Données enregistrées
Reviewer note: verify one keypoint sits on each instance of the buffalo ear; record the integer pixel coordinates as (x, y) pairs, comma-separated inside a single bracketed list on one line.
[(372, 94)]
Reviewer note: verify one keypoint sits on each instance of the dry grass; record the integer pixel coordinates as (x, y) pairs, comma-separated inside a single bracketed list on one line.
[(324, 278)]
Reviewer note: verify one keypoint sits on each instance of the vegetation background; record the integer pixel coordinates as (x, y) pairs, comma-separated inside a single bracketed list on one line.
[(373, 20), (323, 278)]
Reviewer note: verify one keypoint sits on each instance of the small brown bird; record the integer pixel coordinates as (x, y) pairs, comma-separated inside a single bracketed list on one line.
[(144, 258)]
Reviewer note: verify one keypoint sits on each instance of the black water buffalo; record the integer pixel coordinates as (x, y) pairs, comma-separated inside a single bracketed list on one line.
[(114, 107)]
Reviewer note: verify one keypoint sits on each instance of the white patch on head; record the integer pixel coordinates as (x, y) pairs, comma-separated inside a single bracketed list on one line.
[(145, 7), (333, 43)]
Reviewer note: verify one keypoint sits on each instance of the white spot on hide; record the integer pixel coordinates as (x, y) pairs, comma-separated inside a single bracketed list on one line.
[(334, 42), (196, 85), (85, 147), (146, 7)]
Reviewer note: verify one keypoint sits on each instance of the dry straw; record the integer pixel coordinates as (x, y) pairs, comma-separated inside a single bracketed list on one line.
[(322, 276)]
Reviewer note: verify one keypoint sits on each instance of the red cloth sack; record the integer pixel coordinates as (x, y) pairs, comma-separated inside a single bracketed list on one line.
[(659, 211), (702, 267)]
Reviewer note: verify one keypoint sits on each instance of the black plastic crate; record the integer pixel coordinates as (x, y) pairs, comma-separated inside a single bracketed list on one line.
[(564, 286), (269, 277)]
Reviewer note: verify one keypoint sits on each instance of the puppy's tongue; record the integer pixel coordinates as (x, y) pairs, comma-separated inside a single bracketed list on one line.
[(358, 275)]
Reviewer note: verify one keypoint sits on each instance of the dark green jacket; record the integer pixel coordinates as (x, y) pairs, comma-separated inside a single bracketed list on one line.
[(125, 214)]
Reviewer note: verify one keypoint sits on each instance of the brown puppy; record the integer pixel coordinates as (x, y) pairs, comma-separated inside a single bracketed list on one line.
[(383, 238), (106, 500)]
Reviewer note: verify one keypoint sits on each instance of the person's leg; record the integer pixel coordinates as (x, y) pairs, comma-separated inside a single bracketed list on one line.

#### [La consigne]
Recopiez à l'identique chacune des lignes du matériel ci-dessus, du début à la fin.

#### [Réponse rédigée]
Reviewer note: verify one keypoint sits on each instance of the buffalo ear; record the integer pixel coordinates as (x, y) pairs, comma-separated inside a single bracketed list on one line.
[(372, 94)]
Reviewer note: verify one keypoint sits on each instance of the dry grass; record the integer pixel coordinates as (x, y) pairs, comma-separated inside a single bracketed list on one line.
[(324, 278)]
Reviewer note: verify one keypoint sits on each instance of the vegetation background; record the integer pixel coordinates as (x, y) pairs, comma-separated inside a single bracketed list on one line.
[(373, 20), (323, 278)]
Reviewer note: verify one keypoint sits on each instance of the small brown bird; record the integer pixel coordinates as (x, y) pairs, comma-separated inside a single bracketed list on one line.
[(144, 258)]
Reviewer note: verify one keypoint sits on each instance of the black water buffalo; record the integer pixel coordinates as (x, y) pairs, comma-separated inside a single bracketed list on one line.
[(114, 107)]
Reviewer note: verify one keypoint sits on each instance of the white patch on head; record the integer pixel coordinates as (x, y) pairs, comma-separated inside a single bracketed list on one line.
[(145, 7), (333, 43)]
Reviewer note: verify one keypoint sits on each instance of the white spot on hide; record the integer pixel coordinates as (x, y) pairs, comma-separated inside a single bracketed list on one line.
[(334, 42), (196, 85), (85, 147), (146, 7)]
Reviewer note: verify one keypoint sits on each instance of the dry straw; record the integer pixel coordinates as (x, y) pairs, comma-separated inside a single bracketed list on one line.
[(322, 276)]
Reviewer note: verify one keypoint sits on each instance of the red cloth sack; record the integer pixel coordinates as (x, y) pairs, comma-separated inside a single bracketed list on one line.
[(659, 211), (702, 267)]
Reviewer note: verify one keypoint sits on each instance of the black plastic crate; record the integer pixel coordinates as (x, y) pairs, comma-separated inside a single bracketed list on one line.
[(564, 286), (269, 277)]
Reviewer note: verify one keypoint sits on each instance of the puppy's tongue; record the integer pixel coordinates as (x, y) pairs, comma-separated inside a single bracketed list on one line.
[(358, 275)]
Reviewer note: verify one keypoint sits on each instance of the dark green jacket; record the integer pixel coordinates as (x, y) pairs, comma-separated inside a single bracketed list on one line.
[(125, 214)]
Reviewer note: verify one keypoint sits on each instance of the brown puppy; record the integer pixel coordinates as (x, y) pairs, comma-separated inside a single bracketed list on one line.
[(383, 238), (106, 500)]
Reviewer note: verify one keypoint sits on each instance of the person's leg; record the integer pixel coordinates as (x, y) pairs, comma-separated inside a single bracketed list on one line.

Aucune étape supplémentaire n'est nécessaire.